(Host) Vermont Democrats delivered a very narrow decision in their party’s primary for governor.
Unofficial media counts of the results show that Peter Shumlin attracted almost 200 more votes than Doug Racine.
Shumlin says that’s good enough for a win. Racine says that’s premature.
The outcome is so close that there could be a recount
VPR’s Ross Sneyd has this report from the Democrats themselves.
(Sneyd) This primary campaign has been extraordinary in many respects, from the number of candidates, to the amount of money they raised and spent.
And now the outcome is so close that almost no one wants to say for sure who won.
Almost no one. Senate President Peter Shumlin is happy to call it as he sees it.
(Shumlin) "Well, all I can tell you is we’re looking at the numbers. It appears that we’ve won. We believe that we have won. And we’re going to go forward and beat Brian Dubie so we can create jobs and get Vermonters back to work. The stakes are so high in this election."
(Sneyd) Shumlin was careful not to claim victory. But he also makes clear that he’s ready to get on with the general election campaign.
(Shumlin) "We’re gonna roll up our sleeves and go forward on the basis that we have a campaign to run. We’re going to go out and beat Brian Dubie."

[Recorded data]

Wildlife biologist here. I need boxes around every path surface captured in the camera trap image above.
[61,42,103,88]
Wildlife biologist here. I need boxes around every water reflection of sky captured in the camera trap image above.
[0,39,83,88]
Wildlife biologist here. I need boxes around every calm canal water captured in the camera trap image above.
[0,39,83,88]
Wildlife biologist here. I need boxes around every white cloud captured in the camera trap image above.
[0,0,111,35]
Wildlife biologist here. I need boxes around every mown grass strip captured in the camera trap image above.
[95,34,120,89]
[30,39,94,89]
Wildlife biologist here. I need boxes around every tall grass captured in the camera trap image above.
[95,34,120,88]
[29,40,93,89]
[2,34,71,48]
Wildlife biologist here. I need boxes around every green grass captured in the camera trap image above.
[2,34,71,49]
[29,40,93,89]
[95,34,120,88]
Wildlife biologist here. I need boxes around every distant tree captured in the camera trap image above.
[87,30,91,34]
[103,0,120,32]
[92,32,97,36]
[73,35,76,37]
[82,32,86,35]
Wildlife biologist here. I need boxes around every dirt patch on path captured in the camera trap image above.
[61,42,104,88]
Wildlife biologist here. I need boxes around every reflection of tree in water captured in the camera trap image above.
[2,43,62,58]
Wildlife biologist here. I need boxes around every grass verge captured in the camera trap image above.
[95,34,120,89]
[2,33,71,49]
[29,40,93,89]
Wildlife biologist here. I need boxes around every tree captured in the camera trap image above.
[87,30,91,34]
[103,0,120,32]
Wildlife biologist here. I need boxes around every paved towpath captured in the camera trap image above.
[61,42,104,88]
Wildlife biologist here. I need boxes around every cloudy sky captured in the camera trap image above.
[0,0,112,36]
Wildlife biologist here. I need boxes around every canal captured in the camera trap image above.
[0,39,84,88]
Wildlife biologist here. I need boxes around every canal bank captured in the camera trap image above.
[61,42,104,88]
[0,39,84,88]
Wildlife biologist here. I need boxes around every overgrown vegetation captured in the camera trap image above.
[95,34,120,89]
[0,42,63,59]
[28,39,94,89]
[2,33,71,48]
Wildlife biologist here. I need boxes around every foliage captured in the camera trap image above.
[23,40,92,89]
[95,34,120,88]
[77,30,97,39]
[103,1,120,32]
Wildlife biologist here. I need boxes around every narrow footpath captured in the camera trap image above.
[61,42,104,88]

| Given exercise 1 |
Answer these questions about the primary report:
(a) By about how many votes did Peter Shumlin lead Doug Racine in the unofficial media counts?
(b) What position does Peter Shumlin hold?
(c) Whom does Shumlin say his campaign will go out and beat?
| Given exercise 2 |
Please retype the records, starting at the line that has "Wildlife biologist here. I need boxes around every overgrown" and stopping after the final line of the records.

| Problem solution 1 |
(a) Almost 200 votes.
(b) Senate President.
(c) Brian Dubie.

| Problem solution 2 |
Wildlife biologist here. I need boxes around every overgrown vegetation captured in the camera trap image above.
[95,34,120,89]
[0,42,63,59]
[28,39,94,89]
[2,33,71,48]
Wildlife biologist here. I need boxes around every foliage captured in the camera trap image above.
[23,40,92,89]
[95,34,120,88]
[77,30,97,39]
[103,1,120,32]
Wildlife biologist here. I need boxes around every narrow footpath captured in the camera trap image above.
[61,42,104,88]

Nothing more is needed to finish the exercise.